Texte fourni
• • • •

Au Cameroun, de jeunes étudiants participent à la lutte contre le changement climatique et la déforestation en transformant des ordures en « charbon Bio».
A seulement 27 ans, Nandou Tenkeu Müller est déjà porteur d’un projet innovant. Le jeune camerounais est le promoteur de Kémit Ecology, une structure spécialisée dans la transformation des déchets ménagers en charbon écologique. Une première au Cameroun ! Avec sa petite équipe constituée uniquement d’étudiants, le jeune entrepreneur s’est établit près de la mangrove à Youpwé, un quartier périphérique de la ville de Douala, la capitale économique. Ici, pas de grands équipements pour matérialiser le laboratoire où s’opère la transformation. Juste un conteneur et une grande cour. Mais le processus, en amont, commence par la phase de la collecte.
Les jeunes écument au quotidien des dépotoirs d’ordures et des espaces marchands de la ville. Ils y amassent des tonnes d’épluchures de banane, de plantain, des épis de maïs, des résidus de canne à sucre, de rotin, des herbes, entre autres. De retour à Youpwé, les déchets sont déversés à même le sol ou sur des tôles, devant le conteneur. Le séchage dure environ quatre jours, jusqu’à ce que les détritus perdent 99% de leur eau, apprend-on. Il faut bien retourner de temps en temps. La phase suivante, c’est la carbonisation. Les déchets secs sont versés dans des fours de carbonisation. Il s’agit en fait de vieux fûts qui ont été recyclés et adaptés pour le processus.
« On obtient une poudre noire de charbon qui passe au conditionnement dans un compacteur », explique Müller.
Cet autre appareil de fortune donne forme aux morceaux de charbon qui sont exposés au soleil pour solidification. Le charbon écologique est prêt à l’usage.
Préserver la mangrove
D’après Nandou Tenkeu Müller, par ailleurs doctorant en Ecologie Biodiversité et Environnement à l’université de Douala, le charbon écologique ou charbon Bio ainsi obtenu est un produit biologique, écologique, non toxique, non Ogm.
« Il ne fume pas, n’est pas toxique. Il est issu des déchets ménagers organiques biodégradables, ne noircit pas la marmite, brûle bien, ne pollue pas l’environnement ».

• • • •

Données fournies
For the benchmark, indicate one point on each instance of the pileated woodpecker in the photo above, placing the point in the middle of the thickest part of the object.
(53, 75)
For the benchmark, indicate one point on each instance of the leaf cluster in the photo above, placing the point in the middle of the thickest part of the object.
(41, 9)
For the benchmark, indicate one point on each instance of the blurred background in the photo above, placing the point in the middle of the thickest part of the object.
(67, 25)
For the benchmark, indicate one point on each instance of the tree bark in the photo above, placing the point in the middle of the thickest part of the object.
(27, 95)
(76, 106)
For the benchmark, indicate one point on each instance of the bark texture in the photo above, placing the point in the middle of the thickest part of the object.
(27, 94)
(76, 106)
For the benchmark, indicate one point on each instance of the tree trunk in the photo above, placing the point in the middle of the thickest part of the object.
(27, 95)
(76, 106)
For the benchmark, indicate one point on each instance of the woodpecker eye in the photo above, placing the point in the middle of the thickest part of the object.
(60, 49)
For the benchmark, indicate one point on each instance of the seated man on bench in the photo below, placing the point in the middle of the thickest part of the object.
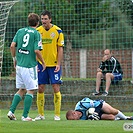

• • • •

Consignes
1. Recopiez mot pour mot le passage de l'article sur le charbon écologique, depuis « Préserver la mangrove » jusqu'à « toxique, non Ogm. ».
2. D'après l'article sur le charbon écologique, les phrases suivantes sont-elles justes ? Répondez par oui ou par non, et citez à chaque fois les mots de l'article qui le montrent.
(a) Le séchage des déchets dure environ quatre jours.
(b) L'équipe s'est installée en plein centre-ville de Douala.
(c) Les fours de carbonisation sont des appareils neufs.
3. Écrivez la suite de l'article sur le charbon écologique au Cameroun, à partir de sa dernière phrase.

Réponses attendues
1.
Préserver la mangrove
D’après Nandou Tenkeu Müller, par ailleurs doctorant en Ecologie Biodiversité et Environnement à l’université de Douala, le charbon écologique ou charbon Bio ainsi obtenu est un produit biologique, écologique, non toxique, non Ogm.

2.
(a) Oui : « Le séchage dure environ quatre jours ».
(b) Non : « près de la mangrove à Youpwé, un quartier périphérique de la ville de Douala ».
(c) Non : « Il s’agit en fait de vieux fûts qui ont été recyclés et adaptés pour le processus. »

3.
Le promoteur du charbon écologique au Cameroun soutient qu’il s’agit là, d’une puissante alternative au bois de chauffage, au charbon naturel et au gaz domestique. Il fait aussi savoir que son initiative permet en outre de préserver la mangrove. En effet, l’emplacement de Kémit Ecology près de la mangrove n’est pas fortuit. « Nous nous sommes installés près de la mangrove parce que nos fumées qui sont issues de la carbonisation ou pyrolyse contiennent du Co2 qui est capté par les feuilles des arbres de la mangrove comme les rhizophora et les Avicennia pour effectuer la photosynthèse et nous redonner de l’oxygène. Notre projet permet aussi de protéger les bois de la mangrove contre l’exploitation au fin de charbon», explique Nandou Tenkeu Müller.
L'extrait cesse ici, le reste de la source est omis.